Excerpts of pointing data
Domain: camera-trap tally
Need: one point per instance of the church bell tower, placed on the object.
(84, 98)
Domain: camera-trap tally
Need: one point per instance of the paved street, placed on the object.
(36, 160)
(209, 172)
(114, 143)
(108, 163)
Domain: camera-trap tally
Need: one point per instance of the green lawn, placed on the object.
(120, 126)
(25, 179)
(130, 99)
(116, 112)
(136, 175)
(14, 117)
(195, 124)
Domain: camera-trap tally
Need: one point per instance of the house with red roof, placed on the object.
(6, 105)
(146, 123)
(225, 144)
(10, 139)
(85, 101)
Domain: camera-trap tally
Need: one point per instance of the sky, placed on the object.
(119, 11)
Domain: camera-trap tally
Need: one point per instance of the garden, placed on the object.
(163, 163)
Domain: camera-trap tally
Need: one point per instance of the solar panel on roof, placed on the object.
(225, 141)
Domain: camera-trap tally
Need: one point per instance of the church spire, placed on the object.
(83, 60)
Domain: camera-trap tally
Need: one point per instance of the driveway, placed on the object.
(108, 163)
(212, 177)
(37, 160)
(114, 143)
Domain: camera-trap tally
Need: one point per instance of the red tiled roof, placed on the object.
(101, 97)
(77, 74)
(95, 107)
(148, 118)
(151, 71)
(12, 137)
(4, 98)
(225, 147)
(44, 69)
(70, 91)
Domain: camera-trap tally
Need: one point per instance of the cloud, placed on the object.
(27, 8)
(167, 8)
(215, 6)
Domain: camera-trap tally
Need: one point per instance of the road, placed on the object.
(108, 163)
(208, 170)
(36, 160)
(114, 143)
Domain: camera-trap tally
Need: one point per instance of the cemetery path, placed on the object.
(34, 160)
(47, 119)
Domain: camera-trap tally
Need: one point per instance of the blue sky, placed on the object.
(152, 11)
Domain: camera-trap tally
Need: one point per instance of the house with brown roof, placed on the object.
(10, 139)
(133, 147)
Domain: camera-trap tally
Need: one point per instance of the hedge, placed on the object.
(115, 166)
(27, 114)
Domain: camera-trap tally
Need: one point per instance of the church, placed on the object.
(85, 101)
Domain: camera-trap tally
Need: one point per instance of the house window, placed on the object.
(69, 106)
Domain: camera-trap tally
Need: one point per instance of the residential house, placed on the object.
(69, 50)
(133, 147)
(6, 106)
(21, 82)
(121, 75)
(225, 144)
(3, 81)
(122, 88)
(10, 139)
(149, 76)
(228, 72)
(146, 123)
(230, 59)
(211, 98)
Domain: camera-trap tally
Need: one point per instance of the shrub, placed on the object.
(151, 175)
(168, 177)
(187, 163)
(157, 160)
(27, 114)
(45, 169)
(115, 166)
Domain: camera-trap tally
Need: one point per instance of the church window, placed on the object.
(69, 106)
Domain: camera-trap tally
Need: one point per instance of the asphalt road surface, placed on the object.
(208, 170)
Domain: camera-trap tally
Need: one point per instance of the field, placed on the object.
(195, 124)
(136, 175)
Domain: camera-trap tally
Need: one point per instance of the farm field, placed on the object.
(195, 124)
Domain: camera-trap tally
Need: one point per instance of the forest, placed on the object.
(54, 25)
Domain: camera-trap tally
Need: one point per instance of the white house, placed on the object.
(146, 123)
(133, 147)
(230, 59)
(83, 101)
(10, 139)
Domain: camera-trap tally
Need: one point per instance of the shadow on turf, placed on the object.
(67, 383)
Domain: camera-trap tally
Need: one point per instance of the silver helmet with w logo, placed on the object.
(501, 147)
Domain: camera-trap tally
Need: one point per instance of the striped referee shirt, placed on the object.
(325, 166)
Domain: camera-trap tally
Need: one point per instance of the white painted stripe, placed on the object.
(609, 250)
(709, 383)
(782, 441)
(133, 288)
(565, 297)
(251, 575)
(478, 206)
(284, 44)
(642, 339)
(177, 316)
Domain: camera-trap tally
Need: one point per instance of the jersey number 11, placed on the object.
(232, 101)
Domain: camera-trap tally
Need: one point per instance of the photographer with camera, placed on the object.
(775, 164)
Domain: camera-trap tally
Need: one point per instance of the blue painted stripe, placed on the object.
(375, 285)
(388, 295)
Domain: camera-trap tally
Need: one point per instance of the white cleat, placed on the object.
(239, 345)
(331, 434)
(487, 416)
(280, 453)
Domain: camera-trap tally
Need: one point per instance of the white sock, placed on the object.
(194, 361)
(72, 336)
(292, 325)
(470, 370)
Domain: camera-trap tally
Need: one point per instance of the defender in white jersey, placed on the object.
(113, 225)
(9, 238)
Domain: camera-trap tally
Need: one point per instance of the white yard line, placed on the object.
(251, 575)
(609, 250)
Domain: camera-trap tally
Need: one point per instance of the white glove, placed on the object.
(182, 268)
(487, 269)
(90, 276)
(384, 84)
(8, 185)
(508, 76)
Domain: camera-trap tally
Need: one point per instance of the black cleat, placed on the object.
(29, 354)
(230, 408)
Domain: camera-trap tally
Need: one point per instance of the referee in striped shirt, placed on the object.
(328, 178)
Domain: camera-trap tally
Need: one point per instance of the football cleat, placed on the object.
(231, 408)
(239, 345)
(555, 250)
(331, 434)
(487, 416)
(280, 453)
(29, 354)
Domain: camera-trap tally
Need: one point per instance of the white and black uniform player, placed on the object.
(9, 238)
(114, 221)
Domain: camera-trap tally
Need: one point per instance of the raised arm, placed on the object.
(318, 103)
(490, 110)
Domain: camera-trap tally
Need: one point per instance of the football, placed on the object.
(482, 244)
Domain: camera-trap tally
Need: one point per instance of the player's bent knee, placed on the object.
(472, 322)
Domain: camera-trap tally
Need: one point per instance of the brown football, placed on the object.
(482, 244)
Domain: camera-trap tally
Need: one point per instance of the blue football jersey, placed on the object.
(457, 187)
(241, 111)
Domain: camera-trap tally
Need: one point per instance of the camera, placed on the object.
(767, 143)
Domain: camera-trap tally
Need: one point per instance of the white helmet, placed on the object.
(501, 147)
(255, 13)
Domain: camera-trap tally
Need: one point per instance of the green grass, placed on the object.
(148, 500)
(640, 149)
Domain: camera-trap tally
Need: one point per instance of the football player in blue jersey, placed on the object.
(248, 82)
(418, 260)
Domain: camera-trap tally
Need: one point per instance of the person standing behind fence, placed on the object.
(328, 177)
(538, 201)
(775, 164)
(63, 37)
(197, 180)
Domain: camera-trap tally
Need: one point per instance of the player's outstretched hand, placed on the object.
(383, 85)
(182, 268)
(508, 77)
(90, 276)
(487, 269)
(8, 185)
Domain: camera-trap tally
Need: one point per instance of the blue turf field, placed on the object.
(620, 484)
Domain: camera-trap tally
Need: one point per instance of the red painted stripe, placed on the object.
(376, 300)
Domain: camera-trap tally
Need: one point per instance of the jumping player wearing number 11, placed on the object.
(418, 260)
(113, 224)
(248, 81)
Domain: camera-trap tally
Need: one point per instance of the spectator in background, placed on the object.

> _Given request_
Repeat the listing above without any change.

> _Written response_
Domain: camera-trap tally
Need: one point per instance of the church bell tower, placed on the object.
(84, 98)
Domain: camera-trap tally
Need: one point per instance of the paved street, placed on the object.
(36, 160)
(209, 172)
(114, 143)
(108, 163)
Domain: camera-trap tally
Need: one point per instance of the green lawn, placed on the object.
(120, 126)
(25, 179)
(130, 99)
(116, 112)
(136, 175)
(14, 117)
(195, 124)
Domain: camera-trap tally
Need: one point per instance of the house with red roof, placed on the object.
(6, 105)
(146, 123)
(225, 144)
(10, 139)
(85, 101)
Domain: camera-trap tally
Need: one point per instance of the sky, placed on the object.
(119, 11)
Domain: camera-trap tally
Need: one point per instance of the garden, placed on the object.
(163, 163)
Domain: camera-trap tally
Need: one point per instance of the solar panel on roof, placed on the object.
(225, 141)
Domain: camera-trap tally
Need: one point per instance of the church spire, placed on the object.
(83, 60)
Domain: camera-trap tally
Need: one point per instance of the driveway, placed on the object.
(108, 163)
(212, 177)
(37, 160)
(114, 143)
Domain: camera-trap tally
Need: one point per instance of the red tiled roof, placed on the object.
(101, 97)
(77, 74)
(95, 107)
(148, 118)
(151, 71)
(12, 137)
(4, 98)
(225, 147)
(44, 69)
(70, 91)
Domain: camera-trap tally
Need: one point per instance of the cloud, placed on the object.
(27, 8)
(167, 8)
(215, 6)
Domain: camera-trap tally
Need: one point per instance of the road, placed on the object.
(108, 163)
(208, 170)
(36, 160)
(114, 143)
Domain: camera-trap tally
Need: one point per instance of the cemetery path, placed on the object.
(34, 160)
(47, 119)
Domain: camera-trap tally
Need: one point per instance of the blue sky, placed on the object.
(152, 11)
Domain: camera-trap tally
Need: one point per instance of the house with brown roof, placed on the object.
(10, 139)
(133, 147)
Domain: camera-trap tally
Need: one point per instance of the hedge, placed on the object.
(115, 166)
(27, 114)
Domain: camera-trap tally
Need: one point per instance of the church, placed on the object.
(85, 101)
Domain: camera-trap tally
Need: one point per instance of the house window, placed on the object.
(69, 106)
Domain: camera-trap tally
Need: one point per instance of the residential house, placed on the object.
(69, 50)
(133, 147)
(6, 106)
(21, 82)
(121, 75)
(225, 144)
(3, 81)
(122, 88)
(10, 139)
(149, 76)
(228, 72)
(146, 123)
(230, 59)
(211, 98)
Domain: camera-trap tally
Need: one point per instance of the shrub, placed on the object.
(151, 175)
(168, 177)
(187, 163)
(157, 160)
(27, 114)
(45, 169)
(115, 166)
Domain: camera-trap tally
Need: one point per instance of the church window, placed on the object.
(69, 106)
Domain: camera-trap tally
Need: one point per instance of the asphalt road surface, placed on the object.
(208, 170)
Domain: camera-trap tally
Need: one point per instance of the field, placed on the object.
(195, 124)
(136, 175)
Domain: camera-trap tally
Need: one point per instance of the farm field, placed on the object.
(195, 124)
Domain: camera-trap tally
Need: one point per instance of the forest, placed on the object.
(54, 25)
Domain: camera-trap tally
Need: one point per instance of the white house, placed on the object.
(146, 123)
(133, 147)
(230, 59)
(83, 101)
(10, 139)
Domain: camera-trap tally
Need: one point per instance of the shadow on turf, placed on the object.
(67, 383)
Domain: camera-trap tally
Need: one point per instance of the silver helmet with w logo, placed on the object.
(501, 147)
Domain: camera-trap tally
Need: one point per instance of the striped referee shirt, placed on the object.
(325, 166)
Domain: camera-trap tally
Need: one point per instance of the white painted stripe, placed on the object.
(609, 250)
(709, 383)
(782, 441)
(133, 288)
(565, 297)
(251, 575)
(478, 206)
(284, 44)
(642, 339)
(177, 316)
Domain: camera-trap tally
Need: one point per instance of the jersey number 11, placed on the object.
(232, 101)
Domain: camera-trap tally
Need: one point per instance of the photographer with camera, placed on the object.
(775, 164)
Domain: camera-trap tally
Need: one point per instance of the blue painted stripe, placed on the object.
(375, 285)
(388, 295)
Domain: camera-trap tally
Need: one point per instance of the white cleat, placed on the object.
(239, 345)
(331, 434)
(487, 416)
(280, 453)
Domain: camera-trap tally
Need: one point per instance of the white sock, placed on the object.
(194, 361)
(72, 336)
(292, 325)
(470, 370)
Domain: camera-trap tally
Need: one point per instance of the defender in white jersey, placed on the object.
(113, 225)
(9, 238)
Domain: camera-trap tally
Need: one point per instance of the white yard line, placed on the object.
(251, 575)
(609, 250)
Domain: camera-trap tally
Need: one point per instance of the white glove, placed on the object.
(182, 268)
(487, 269)
(90, 276)
(384, 84)
(8, 185)
(508, 76)
Domain: camera-trap tally
Need: one point per instance of the black cleat, placed on the object.
(29, 354)
(230, 408)
Domain: camera-trap tally
Need: one point per instance of the referee in striped shirt, placed on the object.
(328, 178)
Domain: camera-trap tally
Need: one point per instance of the football cleat, placed on the object.
(231, 408)
(239, 345)
(555, 250)
(331, 434)
(487, 416)
(280, 453)
(29, 354)
Domain: camera-trap tally
Need: one point per instance of the white and black uniform player, placed on the object.
(9, 238)
(114, 221)
Domain: camera-trap tally
Need: one point per instance of the raised arm, placed on the object.
(318, 103)
(490, 110)
Domain: camera-trap tally
Need: one point per instance of the football, placed on the object.
(482, 244)
Domain: camera-trap tally
Need: one point per instance of the player's bent knee, placed on the object.
(472, 322)
Domain: camera-trap tally
Need: one point per instance of the brown football, placed on the object.
(482, 244)
Domain: camera-trap tally
Need: one point per instance of the blue football jersey, placed on the object.
(457, 187)
(241, 111)
Domain: camera-trap tally
Need: one point per instance of the camera, placed on the object.
(767, 143)
Domain: camera-trap tally
Need: one point per instance of the white helmet, placed on the object.
(501, 147)
(255, 13)
Domain: camera-trap tally
Need: one point per instance of the green grass, placed on the object.
(148, 500)
(640, 149)
Domain: camera-trap tally
Need: one point per instance of the football player in blue jersey, placed on the object.
(248, 82)
(418, 260)
Domain: camera-trap tally
Need: one point per instance of the person standing behind fence, placed on the object.
(328, 177)
(538, 201)
(775, 164)
(63, 37)
(197, 180)
Domain: camera-trap tally
Need: one point per instance of the player's outstretched hand, placed on the object.
(383, 85)
(182, 268)
(508, 77)
(90, 276)
(487, 269)
(8, 185)
Domain: camera-trap tally
Need: one point per instance of the blue turf field, placed on the object.
(620, 484)
Domain: camera-trap tally
Need: one point per instance of the red painted stripe, placed on the object.
(376, 300)
Domain: camera-trap tally
Need: one point per instance of the jumping player wearing number 11, placed on the object.
(418, 260)
(113, 224)
(248, 81)
Domain: camera-trap tally
Need: one point per instance of the spectator in background, placed on the object.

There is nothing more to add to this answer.